= Work instruction =
Could you copy every line in the listing below that has the word "Mark"?
-=-=-
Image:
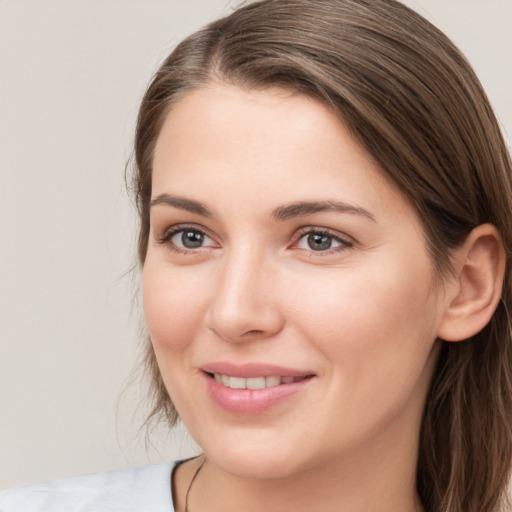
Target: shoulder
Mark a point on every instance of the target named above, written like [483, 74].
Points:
[128, 490]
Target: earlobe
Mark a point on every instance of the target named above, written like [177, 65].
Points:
[474, 294]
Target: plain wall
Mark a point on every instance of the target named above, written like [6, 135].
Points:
[71, 76]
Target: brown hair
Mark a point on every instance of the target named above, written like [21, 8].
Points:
[413, 101]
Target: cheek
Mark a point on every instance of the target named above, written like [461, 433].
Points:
[364, 322]
[173, 306]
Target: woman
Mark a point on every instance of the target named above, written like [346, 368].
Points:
-=-=-
= Answer for the task =
Mark a point on every instance of the target named above, written like [483, 74].
Mark a point on every instance of the target named above, written like [177, 65].
Mark a point on every instance of the target named above, written like [6, 135].
Mark a point on every instance of the target named above, written like [21, 8].
Mark a point on every instance of the target named above, written like [461, 433].
Mark a point on every instance of the target named above, written like [346, 368].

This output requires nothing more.